[Records from a data collection]
Begin
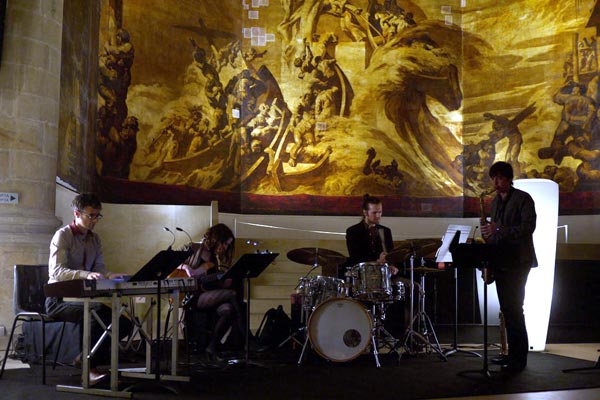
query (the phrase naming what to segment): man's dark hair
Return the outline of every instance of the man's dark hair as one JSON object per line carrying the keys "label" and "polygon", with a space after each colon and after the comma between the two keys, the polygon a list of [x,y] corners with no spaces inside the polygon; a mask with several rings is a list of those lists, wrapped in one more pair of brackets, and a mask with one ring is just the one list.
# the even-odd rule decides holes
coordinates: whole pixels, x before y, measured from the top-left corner
{"label": "man's dark hair", "polygon": [[75,196],[71,203],[73,210],[83,211],[86,207],[101,209],[102,203],[94,193],[81,193]]}
{"label": "man's dark hair", "polygon": [[490,168],[490,178],[494,178],[498,175],[501,175],[507,179],[511,179],[514,177],[512,165],[504,161],[498,161]]}
{"label": "man's dark hair", "polygon": [[369,204],[381,204],[379,197],[371,196],[369,193],[363,196],[363,210],[369,210]]}

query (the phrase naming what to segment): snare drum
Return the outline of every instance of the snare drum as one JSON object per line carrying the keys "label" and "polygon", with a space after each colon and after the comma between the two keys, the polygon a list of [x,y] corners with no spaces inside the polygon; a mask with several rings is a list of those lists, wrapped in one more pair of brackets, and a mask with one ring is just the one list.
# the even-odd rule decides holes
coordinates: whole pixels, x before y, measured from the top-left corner
{"label": "snare drum", "polygon": [[403,282],[392,283],[392,300],[404,301],[406,299],[406,287]]}
{"label": "snare drum", "polygon": [[365,307],[348,298],[321,303],[308,320],[308,338],[323,358],[343,362],[365,352],[371,343],[373,319]]}
{"label": "snare drum", "polygon": [[302,304],[307,310],[313,310],[325,300],[344,297],[346,285],[343,279],[330,276],[313,276],[302,282]]}
{"label": "snare drum", "polygon": [[392,286],[387,264],[364,262],[351,270],[352,296],[364,301],[391,301]]}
End
> _Request_: Your task is to set down the records shown above exactly, minus any pictures.

> _Reply_:
query (the phrase naming what to segment): man's dark hair
Return the outline of every instance of the man's dark hair as one JSON object per line carrying the keys "label" and "polygon", with a space after each colon and after the comma between the two keys, the polygon a list of [x,y] corners with no spaces inside the polygon; a mask with several rings is a list of those lists, wrapped in one more pair of brackets, and a mask with one ring is just the one list.
# the even-odd rule decides holes
coordinates: whole pixels, x before y, measured from the top-left corner
{"label": "man's dark hair", "polygon": [[75,196],[71,203],[73,210],[83,211],[86,207],[101,209],[102,203],[94,193],[81,193]]}
{"label": "man's dark hair", "polygon": [[490,168],[490,178],[494,178],[498,175],[501,175],[507,179],[511,179],[514,177],[512,165],[504,161],[498,161]]}
{"label": "man's dark hair", "polygon": [[369,204],[381,204],[379,197],[371,196],[369,193],[363,196],[363,210],[369,210]]}

query (the phrase naming what to segment): snare drum
Return the outline of every instance of the snare drum as one JSON object per line carrying the keys "label" and "polygon", with a space after each colon and after the comma between the two keys, the polygon a list of [x,y] corners with no spaces inside the polygon; a mask with several rings is a list of those lists, wrapped in one more pair of brackets, and a mask with one ring is just the one list.
# the even-odd rule decides holes
coordinates: whole pixels, x before y, measured from the top-left corner
{"label": "snare drum", "polygon": [[403,282],[392,283],[392,300],[404,301],[406,299],[406,287]]}
{"label": "snare drum", "polygon": [[365,307],[348,298],[321,303],[308,320],[308,338],[323,358],[343,362],[365,352],[371,343],[373,319]]}
{"label": "snare drum", "polygon": [[302,304],[307,310],[313,310],[325,300],[344,297],[346,285],[343,279],[330,276],[313,276],[302,282]]}
{"label": "snare drum", "polygon": [[392,286],[387,264],[364,262],[351,270],[352,296],[364,301],[391,301]]}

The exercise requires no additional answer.